### AIM
Convert everything from the line containing "of the embroidered" down to the line containing "487), (519, 397)]" into a two-column CSV with the headers input and output. Give one CSV line per row, and put each field in double quotes with its line breaks turned into spaces.

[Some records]

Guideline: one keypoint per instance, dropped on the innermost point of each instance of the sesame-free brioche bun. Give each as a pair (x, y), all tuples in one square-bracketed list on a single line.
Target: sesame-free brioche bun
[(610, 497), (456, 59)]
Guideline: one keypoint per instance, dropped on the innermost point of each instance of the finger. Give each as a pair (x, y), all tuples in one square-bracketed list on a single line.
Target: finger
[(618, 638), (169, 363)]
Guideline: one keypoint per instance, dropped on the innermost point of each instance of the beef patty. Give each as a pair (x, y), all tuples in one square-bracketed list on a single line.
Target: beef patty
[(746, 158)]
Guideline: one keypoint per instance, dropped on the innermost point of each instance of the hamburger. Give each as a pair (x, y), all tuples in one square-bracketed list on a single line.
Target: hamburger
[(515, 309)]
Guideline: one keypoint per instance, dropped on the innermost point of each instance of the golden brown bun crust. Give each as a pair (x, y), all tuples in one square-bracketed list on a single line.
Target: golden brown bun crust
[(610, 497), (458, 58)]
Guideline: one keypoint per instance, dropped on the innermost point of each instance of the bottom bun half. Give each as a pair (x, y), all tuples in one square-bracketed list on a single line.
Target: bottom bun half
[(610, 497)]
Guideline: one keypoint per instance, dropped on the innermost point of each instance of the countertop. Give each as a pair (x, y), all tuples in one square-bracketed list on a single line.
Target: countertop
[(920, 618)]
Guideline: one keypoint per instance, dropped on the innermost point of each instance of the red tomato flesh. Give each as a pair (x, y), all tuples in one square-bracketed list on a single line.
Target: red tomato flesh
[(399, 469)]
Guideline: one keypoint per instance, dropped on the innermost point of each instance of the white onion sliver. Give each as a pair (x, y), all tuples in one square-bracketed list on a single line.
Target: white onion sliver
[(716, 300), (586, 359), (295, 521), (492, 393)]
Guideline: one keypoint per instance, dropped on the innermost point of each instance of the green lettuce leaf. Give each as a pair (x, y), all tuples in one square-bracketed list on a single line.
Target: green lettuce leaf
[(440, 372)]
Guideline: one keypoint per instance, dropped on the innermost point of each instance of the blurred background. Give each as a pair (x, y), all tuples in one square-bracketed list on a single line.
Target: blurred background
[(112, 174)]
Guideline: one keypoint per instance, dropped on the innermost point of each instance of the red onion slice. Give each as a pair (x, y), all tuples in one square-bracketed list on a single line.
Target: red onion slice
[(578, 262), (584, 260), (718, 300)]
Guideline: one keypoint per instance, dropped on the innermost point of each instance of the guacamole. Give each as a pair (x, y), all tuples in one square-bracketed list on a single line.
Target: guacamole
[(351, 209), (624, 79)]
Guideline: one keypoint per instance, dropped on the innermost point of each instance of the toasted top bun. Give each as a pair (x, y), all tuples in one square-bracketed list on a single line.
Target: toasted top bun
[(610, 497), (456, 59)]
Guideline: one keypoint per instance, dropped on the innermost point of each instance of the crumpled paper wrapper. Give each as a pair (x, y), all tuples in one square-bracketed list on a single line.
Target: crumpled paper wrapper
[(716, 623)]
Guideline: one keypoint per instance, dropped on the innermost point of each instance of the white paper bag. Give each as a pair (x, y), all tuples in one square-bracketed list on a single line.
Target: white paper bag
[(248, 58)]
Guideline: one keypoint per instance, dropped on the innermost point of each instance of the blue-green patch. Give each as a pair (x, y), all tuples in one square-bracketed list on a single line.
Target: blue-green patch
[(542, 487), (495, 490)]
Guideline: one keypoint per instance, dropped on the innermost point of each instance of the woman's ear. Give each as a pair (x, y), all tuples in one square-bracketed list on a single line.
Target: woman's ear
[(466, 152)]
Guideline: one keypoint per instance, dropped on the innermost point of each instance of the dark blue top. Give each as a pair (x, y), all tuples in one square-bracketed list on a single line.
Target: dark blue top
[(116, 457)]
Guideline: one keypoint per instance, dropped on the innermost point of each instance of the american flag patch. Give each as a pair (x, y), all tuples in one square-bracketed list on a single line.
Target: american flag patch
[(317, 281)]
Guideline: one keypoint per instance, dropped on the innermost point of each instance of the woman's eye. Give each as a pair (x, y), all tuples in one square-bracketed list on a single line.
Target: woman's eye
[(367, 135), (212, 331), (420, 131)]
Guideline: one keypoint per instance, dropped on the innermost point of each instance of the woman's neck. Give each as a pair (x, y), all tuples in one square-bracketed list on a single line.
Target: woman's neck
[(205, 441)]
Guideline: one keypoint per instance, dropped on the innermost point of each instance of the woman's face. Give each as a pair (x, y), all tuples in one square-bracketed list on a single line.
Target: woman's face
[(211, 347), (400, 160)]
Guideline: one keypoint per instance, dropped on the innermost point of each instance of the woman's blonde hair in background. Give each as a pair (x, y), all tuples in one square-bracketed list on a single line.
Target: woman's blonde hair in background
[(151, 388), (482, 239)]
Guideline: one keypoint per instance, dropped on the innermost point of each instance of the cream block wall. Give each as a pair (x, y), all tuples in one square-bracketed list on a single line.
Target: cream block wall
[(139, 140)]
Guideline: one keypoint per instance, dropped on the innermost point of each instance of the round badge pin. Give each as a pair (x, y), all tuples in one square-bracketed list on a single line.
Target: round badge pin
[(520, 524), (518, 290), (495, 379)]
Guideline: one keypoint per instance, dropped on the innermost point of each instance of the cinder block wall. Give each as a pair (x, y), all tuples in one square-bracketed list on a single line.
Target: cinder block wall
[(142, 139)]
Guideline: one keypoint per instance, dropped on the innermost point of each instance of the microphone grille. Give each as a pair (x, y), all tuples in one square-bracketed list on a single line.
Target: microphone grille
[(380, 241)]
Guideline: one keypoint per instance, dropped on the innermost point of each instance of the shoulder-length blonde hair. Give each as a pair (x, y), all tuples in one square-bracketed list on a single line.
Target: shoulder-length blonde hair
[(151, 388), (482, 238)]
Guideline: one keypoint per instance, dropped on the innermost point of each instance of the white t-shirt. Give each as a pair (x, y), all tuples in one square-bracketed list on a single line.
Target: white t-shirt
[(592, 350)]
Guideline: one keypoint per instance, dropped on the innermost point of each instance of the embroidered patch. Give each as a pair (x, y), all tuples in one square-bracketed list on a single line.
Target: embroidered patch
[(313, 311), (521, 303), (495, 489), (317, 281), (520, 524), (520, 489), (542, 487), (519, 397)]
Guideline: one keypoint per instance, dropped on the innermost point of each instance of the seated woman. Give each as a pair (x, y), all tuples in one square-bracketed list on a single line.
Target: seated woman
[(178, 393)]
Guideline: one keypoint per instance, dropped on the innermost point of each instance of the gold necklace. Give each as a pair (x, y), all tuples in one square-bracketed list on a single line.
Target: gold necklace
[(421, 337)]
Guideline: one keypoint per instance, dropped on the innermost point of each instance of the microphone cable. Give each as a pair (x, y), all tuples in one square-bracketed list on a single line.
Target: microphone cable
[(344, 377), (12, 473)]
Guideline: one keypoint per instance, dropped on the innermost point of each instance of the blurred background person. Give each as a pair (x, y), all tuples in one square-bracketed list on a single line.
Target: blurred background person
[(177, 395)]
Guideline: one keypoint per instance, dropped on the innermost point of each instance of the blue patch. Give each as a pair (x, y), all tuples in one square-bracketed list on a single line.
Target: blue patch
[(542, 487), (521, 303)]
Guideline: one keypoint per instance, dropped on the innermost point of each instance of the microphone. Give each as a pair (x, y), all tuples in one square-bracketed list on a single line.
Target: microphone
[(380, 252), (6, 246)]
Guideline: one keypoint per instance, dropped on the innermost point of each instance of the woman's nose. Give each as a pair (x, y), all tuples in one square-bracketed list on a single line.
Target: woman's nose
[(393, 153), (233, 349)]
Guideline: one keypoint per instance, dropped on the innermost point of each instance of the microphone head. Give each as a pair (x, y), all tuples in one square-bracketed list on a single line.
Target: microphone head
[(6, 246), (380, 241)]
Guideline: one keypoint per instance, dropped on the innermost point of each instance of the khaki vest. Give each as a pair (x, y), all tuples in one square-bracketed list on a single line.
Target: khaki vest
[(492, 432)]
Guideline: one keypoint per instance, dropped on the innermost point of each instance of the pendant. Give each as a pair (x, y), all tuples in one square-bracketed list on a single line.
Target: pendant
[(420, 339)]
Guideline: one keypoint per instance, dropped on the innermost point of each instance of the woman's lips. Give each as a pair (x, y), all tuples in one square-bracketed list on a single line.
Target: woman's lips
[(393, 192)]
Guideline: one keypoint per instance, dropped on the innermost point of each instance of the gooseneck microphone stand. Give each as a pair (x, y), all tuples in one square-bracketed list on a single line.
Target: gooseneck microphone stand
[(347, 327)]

### EXERCISE OUTPUT
input,output
"Guideline: one keypoint per instance, dropped on the innermost point of each instance of the embroidered patch. Give each as a pair (x, y), all tuples in one square-bracketed list on a single line. Target: embroidered patch","[(313, 311), (521, 303), (495, 489), (317, 281), (520, 524), (520, 489), (542, 487), (519, 397)]"